#### EXERCISE REQUIREMENTS
Render each line of the records below as one string in a JSON list, keeping the lines in order and omitting any blank lines.

>> start

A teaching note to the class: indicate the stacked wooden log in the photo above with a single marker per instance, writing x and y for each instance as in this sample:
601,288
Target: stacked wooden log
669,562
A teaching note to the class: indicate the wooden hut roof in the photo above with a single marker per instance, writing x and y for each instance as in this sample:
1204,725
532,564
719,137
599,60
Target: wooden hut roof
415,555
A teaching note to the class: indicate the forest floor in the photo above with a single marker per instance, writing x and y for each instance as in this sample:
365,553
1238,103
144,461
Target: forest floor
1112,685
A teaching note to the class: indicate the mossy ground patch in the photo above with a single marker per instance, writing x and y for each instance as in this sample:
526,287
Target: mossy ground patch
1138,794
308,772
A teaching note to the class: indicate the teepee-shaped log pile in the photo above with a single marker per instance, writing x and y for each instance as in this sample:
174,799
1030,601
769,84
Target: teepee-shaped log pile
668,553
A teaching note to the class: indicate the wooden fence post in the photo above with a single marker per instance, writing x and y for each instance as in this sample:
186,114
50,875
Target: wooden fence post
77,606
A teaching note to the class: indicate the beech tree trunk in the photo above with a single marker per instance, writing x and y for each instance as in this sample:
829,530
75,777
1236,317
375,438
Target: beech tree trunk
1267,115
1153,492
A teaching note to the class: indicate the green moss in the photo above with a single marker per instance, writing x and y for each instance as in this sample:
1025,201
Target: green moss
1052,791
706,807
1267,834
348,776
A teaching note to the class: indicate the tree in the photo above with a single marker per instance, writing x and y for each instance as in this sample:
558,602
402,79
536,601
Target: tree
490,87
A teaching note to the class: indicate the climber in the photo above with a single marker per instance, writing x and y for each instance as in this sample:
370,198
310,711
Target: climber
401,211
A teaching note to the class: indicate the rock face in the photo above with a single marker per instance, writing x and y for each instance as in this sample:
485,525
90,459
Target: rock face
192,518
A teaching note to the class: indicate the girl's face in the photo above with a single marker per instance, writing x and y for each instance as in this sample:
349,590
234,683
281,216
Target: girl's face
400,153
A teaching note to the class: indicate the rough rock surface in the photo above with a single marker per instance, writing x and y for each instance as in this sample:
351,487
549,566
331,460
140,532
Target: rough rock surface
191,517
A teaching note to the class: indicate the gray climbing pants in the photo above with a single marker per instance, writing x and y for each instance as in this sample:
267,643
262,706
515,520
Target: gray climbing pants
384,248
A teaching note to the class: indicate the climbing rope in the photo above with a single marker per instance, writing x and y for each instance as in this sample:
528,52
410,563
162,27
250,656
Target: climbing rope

>> end

#### OUTPUT BELOW
[
  "A teaching note to the class: indicate the stacked wooden log in the photo above with a single marker per instance, writing x and y for each instance as in this sample:",
  "601,288",
  "Target: stacked wooden log",
  "669,562",
  "A teaching note to the class: indicate the wooden hut roof in the photo above with a single marker per instance, writing x and y for each instance as in this sample:",
  "1204,725",
  "532,564",
  "719,137",
  "599,60",
  "Target: wooden hut roof",
  "415,555",
  "A teaching note to the class: indicate the forest floor in the photo above with a single marker per instance, writing x and y for each instance as in this sample:",
  "365,553",
  "1238,103",
  "144,461",
  "Target: forest floor",
  "1112,685",
  "A teaching note to the class: indicate the mossy ground patch in the photo above with a single marker per instance, writing x and y for each instance as in this sample:",
  "526,287",
  "Target: mossy ground patch",
  "1138,794",
  "308,772",
  "A teaching note to the class: indicate the teepee-shaped log pile in the photo above with a single marker per instance, writing x and y for each instance as in this sample:",
  "174,799",
  "1030,601",
  "769,84",
  "Target: teepee-shaped log pile",
  "668,553",
  "A teaching note to the class: indicate the wooden fence post in the photo above with a single marker per instance, writing x and y for each instance as in this sample:",
  "186,114",
  "50,875",
  "Target: wooden fence post",
  "77,606",
  "A teaching note to the class: indicate the beech tree trunk in the photo above with a single marker per instance, writing x and y for each instance as in this sample:",
  "829,530",
  "75,777",
  "1236,317",
  "375,438",
  "Target: beech tree trunk",
  "1267,115",
  "1153,492",
  "A teaching note to the class: indicate the green moss in the photo above with a single marker per instance, writing x and y for each instance as in this sample:",
  "1025,201",
  "Target: green moss",
  "1052,791",
  "706,807",
  "1267,834",
  "348,776",
  "A teaching note to the class: indicate the tree in the photo above with a single marker per instance, writing x and y for each instance as in this sample:",
  "558,602",
  "402,79",
  "536,601",
  "Target: tree",
  "490,87",
  "A teaching note to the class: indicate the climber in the photo above with a single marker per instance, writing x and y for each instance as in this sample:",
  "370,198",
  "310,711",
  "Target: climber",
  "401,211",
  "A teaching note to the class: indicate the rock face in the photo above with a single marker per instance, writing x and y for each instance as in this sample:",
  "485,525",
  "90,459",
  "Target: rock face",
  "192,518",
  "A teaching note to the class: indicate the girl's face in the photo above with a single marker per instance, writing x and y for each instance as in this sample:",
  "349,590",
  "234,683",
  "281,216",
  "Target: girl's face",
  "400,153",
  "A teaching note to the class: indicate the rough rock surface in the photo above with a single marker per instance, writing x and y for each instance as in this sample:",
  "351,487",
  "549,566",
  "331,460",
  "140,532",
  "Target: rough rock surface",
  "191,517",
  "A teaching note to the class: indicate the gray climbing pants in the photo above with a single marker per instance, writing x and y for each instance as in this sample:",
  "267,643",
  "262,706",
  "515,520",
  "Target: gray climbing pants",
  "384,248",
  "A teaching note to the class: indicate the climbing rope in the photo above with a single marker per instance, writing x and y for each instance as in this sample:",
  "528,52",
  "410,563",
  "162,27",
  "250,656",
  "Target: climbing rope"
]